**SELECTED TEXT**.
<<<<
# Smooth and Chill Hip-Hop Artists



## Captainnumber36 (Jan 19, 2017)

I really enjoy Snoop Dogg and A Tribe Called Quest. Who else fits this bill?

Thanks in advance.


----------



## fbjim (Mar 8, 2021)

Any De La Soul? Some of the early Outkast albums (I'm thinking Aquemini) have that semi stoned-out slow vibe too.


----------



## Phil loves classical (Feb 8, 2017)




----------



## ando (Apr 18, 2021)

Captainnumber36 said:


> I really enjoy Snoop Dogg and A Tribe Called Quest. Who else fits this bill?
> 
> Thanks in advance.


Where do I start? So many. This is one I've been into lately -












*Antiphon Alfa Mist* (2017, Pink Bird Recording Co.)


----------



## ando (Apr 18, 2021)

If that's too jazzy for your taste here's a classic from Redman that rocks a bit harder (and funkier). Definitely dirtier. 





*Muddy Waters* (1996, Def Jam Music)


----------



## ando (Apr 18, 2021)

Same era. One of The Pharcyde's best tracks.





*Drop*


----------



## Captainnumber36 (Jan 19, 2017)

Thanks all. I'll take a listen!


----------



## Captainnumber36 (Jan 19, 2017)

ando said:


> Where do I start? So many. This is one I've been into lately -
> 
> View attachment 156698
> 
> ...


I'm really liking this! Is it all instrumental?


----------



## ando (Apr 18, 2021)

Captainnumber36 said:


> I'm really liking this! Is it all instrumental?


The rapper comes in on a couple of tracks later in the album.


----------
>>>>
**DATA**.
<<<<
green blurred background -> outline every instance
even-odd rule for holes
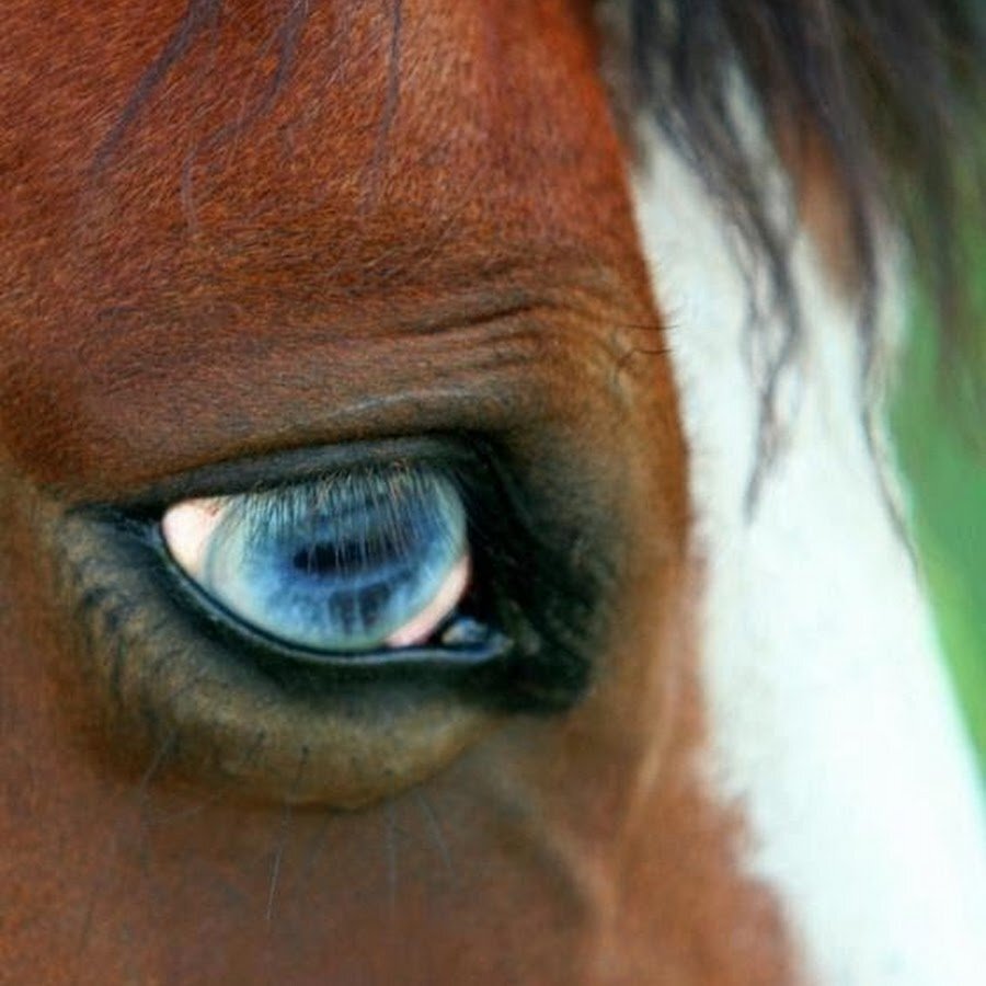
>>>>
<<<<
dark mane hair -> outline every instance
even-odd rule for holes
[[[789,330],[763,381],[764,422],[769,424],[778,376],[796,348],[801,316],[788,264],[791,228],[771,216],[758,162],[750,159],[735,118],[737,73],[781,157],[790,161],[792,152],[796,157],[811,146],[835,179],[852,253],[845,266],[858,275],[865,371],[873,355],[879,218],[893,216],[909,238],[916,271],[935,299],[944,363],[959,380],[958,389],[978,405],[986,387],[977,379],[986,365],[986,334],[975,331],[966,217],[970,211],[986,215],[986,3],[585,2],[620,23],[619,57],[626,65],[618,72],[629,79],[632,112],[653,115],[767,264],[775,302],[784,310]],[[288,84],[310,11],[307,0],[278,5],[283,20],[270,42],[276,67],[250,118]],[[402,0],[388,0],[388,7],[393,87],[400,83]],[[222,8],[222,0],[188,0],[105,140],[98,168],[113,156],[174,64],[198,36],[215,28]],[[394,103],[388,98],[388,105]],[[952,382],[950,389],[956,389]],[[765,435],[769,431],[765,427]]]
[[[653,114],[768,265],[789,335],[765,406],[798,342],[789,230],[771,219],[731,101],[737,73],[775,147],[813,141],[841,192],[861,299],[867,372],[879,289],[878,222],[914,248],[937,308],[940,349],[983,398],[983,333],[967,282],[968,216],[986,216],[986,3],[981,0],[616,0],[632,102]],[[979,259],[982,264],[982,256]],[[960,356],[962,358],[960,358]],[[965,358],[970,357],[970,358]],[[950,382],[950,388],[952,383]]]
>>>>
**WHAT TO PRODUCE**. Write out the passage of the hip-hop thread that opens with "## fbjim (Mar" and closes with "(Feb 8, 2017)", swapping "Aquemini" for "ATLiens". The items have no connection to the thread on chill hip-hop artists.

**RESPONSE TO THE TASK**.
## fbjim (Mar 8, 2021)

Any De La Soul? Some of the early Outkast albums (I'm thinking ATLiens) have that semi stoned-out slow vibe too.


----------



## Phil loves classical (Feb 8, 2017)